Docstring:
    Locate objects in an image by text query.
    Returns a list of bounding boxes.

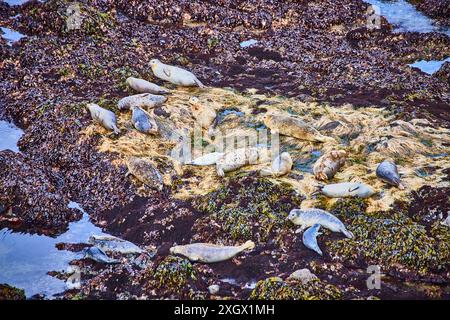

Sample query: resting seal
[131,106,158,134]
[303,223,322,255]
[260,152,293,177]
[117,93,167,110]
[170,240,255,263]
[376,159,405,190]
[264,114,335,142]
[126,77,170,94]
[150,59,205,88]
[216,147,271,177]
[287,209,353,238]
[318,182,376,198]
[313,150,347,180]
[87,103,120,134]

*****

[Exercise directions]
Reproduce the text of the items above word for word, omitting the pictures.

[Worked answer]
Docstring:
    Locate objects in an image by text query.
    Returns a list of bounding boxes.


Sample query: resting seal
[131,106,158,134]
[303,223,322,255]
[260,152,293,177]
[117,93,167,110]
[170,240,255,263]
[376,159,405,190]
[264,114,335,142]
[126,77,170,94]
[150,59,205,88]
[216,147,271,177]
[287,209,353,238]
[318,182,376,198]
[313,150,347,180]
[87,103,120,134]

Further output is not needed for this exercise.